TASK INSTRUCTIONS: Transcribe the records underneath word for word, and leave no line out.

━━━━━━━━

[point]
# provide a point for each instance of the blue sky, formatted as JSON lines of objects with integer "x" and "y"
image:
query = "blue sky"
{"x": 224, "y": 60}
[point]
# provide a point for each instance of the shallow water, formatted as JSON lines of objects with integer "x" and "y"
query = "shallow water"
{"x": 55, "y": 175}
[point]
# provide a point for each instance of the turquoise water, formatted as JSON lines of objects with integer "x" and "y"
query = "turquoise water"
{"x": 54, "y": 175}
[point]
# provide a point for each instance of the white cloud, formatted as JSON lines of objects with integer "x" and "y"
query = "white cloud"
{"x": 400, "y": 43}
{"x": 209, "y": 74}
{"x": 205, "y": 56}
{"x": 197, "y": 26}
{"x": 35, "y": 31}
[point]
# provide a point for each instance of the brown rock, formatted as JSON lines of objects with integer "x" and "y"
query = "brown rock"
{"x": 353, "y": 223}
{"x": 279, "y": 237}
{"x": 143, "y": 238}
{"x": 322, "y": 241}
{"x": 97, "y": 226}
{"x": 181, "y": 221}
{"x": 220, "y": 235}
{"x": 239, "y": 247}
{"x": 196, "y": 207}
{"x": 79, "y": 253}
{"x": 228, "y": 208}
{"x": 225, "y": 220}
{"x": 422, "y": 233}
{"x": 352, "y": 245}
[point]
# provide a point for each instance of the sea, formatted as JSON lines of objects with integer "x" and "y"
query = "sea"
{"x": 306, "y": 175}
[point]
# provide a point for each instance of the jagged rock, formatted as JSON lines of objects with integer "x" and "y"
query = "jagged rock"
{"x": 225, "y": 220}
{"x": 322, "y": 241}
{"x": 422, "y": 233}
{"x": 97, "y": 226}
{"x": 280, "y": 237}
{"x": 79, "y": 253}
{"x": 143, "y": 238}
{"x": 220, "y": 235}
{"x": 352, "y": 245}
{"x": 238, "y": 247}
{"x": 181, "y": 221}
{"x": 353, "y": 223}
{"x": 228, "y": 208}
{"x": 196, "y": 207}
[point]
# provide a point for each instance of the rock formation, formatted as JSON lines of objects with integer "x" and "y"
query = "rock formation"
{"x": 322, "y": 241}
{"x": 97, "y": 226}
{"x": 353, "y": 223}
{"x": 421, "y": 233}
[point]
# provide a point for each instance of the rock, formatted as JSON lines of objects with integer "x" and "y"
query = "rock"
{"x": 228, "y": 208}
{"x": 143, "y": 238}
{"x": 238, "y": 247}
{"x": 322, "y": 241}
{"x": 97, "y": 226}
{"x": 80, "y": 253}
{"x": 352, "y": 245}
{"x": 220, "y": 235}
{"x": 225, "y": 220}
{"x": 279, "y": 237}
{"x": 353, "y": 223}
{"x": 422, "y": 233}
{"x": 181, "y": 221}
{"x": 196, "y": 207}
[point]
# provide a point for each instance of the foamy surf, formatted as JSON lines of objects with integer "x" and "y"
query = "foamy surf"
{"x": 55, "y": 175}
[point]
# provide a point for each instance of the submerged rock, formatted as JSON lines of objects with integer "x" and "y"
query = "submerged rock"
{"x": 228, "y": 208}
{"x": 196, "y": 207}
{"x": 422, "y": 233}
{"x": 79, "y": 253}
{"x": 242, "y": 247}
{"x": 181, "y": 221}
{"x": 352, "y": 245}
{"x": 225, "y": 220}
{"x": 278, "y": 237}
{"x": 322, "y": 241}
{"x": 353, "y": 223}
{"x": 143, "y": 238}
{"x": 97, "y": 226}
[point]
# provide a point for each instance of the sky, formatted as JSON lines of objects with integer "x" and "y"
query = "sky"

━━━━━━━━

PROBLEM SOLUTION:
[point]
# provide a point for each instance of the blue sky, formatted as JSON lines of objects with integer "x" and "y"
image:
query = "blue sky"
{"x": 224, "y": 60}
[point]
# provide a point for each instance of the shallow water, formatted as JSON lines of objects with integer "x" and "y"
query = "shallow water"
{"x": 55, "y": 175}
[point]
# provide a point for each instance of the turquoise water, formatted as JSON lines of objects with integer "x" and "y"
query = "turquoise water"
{"x": 54, "y": 175}
[point]
# provide a point for each instance of the white cloud, formatted as JSON lines of objects with integer "x" and "y"
query = "white cloud"
{"x": 400, "y": 43}
{"x": 209, "y": 74}
{"x": 205, "y": 56}
{"x": 197, "y": 26}
{"x": 35, "y": 31}
[point]
# provide a point for each instance of the brown rock, formatted as JSON lines of objects with integer "x" and "y"
query = "brown rock"
{"x": 353, "y": 223}
{"x": 279, "y": 237}
{"x": 143, "y": 238}
{"x": 322, "y": 241}
{"x": 97, "y": 226}
{"x": 181, "y": 221}
{"x": 220, "y": 235}
{"x": 239, "y": 247}
{"x": 196, "y": 207}
{"x": 79, "y": 253}
{"x": 228, "y": 208}
{"x": 225, "y": 220}
{"x": 422, "y": 233}
{"x": 352, "y": 245}
[point]
# provide a point for each instance of the sea, formatted as JSON lines of objects with integer "x" and "y"
query = "sea"
{"x": 306, "y": 175}
[point]
# provide a point for each instance of the jagged rock, formatted as JSON lines of objects with integer "x" and "y"
query = "jagged rock"
{"x": 225, "y": 220}
{"x": 322, "y": 241}
{"x": 422, "y": 233}
{"x": 97, "y": 226}
{"x": 280, "y": 237}
{"x": 79, "y": 253}
{"x": 143, "y": 238}
{"x": 220, "y": 235}
{"x": 352, "y": 245}
{"x": 238, "y": 247}
{"x": 181, "y": 221}
{"x": 353, "y": 223}
{"x": 228, "y": 208}
{"x": 196, "y": 207}
[point]
# provide a point for each instance of the rock formation, formatted as JSON lines of objects with integer "x" and "y"
query = "rock formation"
{"x": 322, "y": 241}
{"x": 97, "y": 226}
{"x": 353, "y": 223}
{"x": 421, "y": 233}
[point]
# provide a point for each instance of the rock, formatted as JSON lines of objects with integer "x" and "y"
query = "rock"
{"x": 228, "y": 208}
{"x": 143, "y": 238}
{"x": 238, "y": 247}
{"x": 322, "y": 241}
{"x": 97, "y": 226}
{"x": 80, "y": 253}
{"x": 352, "y": 245}
{"x": 220, "y": 235}
{"x": 225, "y": 220}
{"x": 279, "y": 237}
{"x": 353, "y": 223}
{"x": 422, "y": 233}
{"x": 181, "y": 221}
{"x": 196, "y": 207}
[point]
# provide a point for each instance of the foamy surf, formatted as JSON lines of objects with integer "x" and "y"
query = "foamy surf"
{"x": 55, "y": 175}
[point]
# provide a point for each instance of the submerged rock, formatted as JSON lines of objects with integer "x" and "y"
query = "submerged rock"
{"x": 228, "y": 208}
{"x": 196, "y": 207}
{"x": 422, "y": 233}
{"x": 79, "y": 253}
{"x": 242, "y": 247}
{"x": 181, "y": 221}
{"x": 352, "y": 245}
{"x": 225, "y": 220}
{"x": 278, "y": 237}
{"x": 322, "y": 241}
{"x": 353, "y": 223}
{"x": 143, "y": 238}
{"x": 97, "y": 226}
[point]
# provide a point for each instance of the sky, formatted as JSON lines of objects with integer "x" and "y"
query = "sky"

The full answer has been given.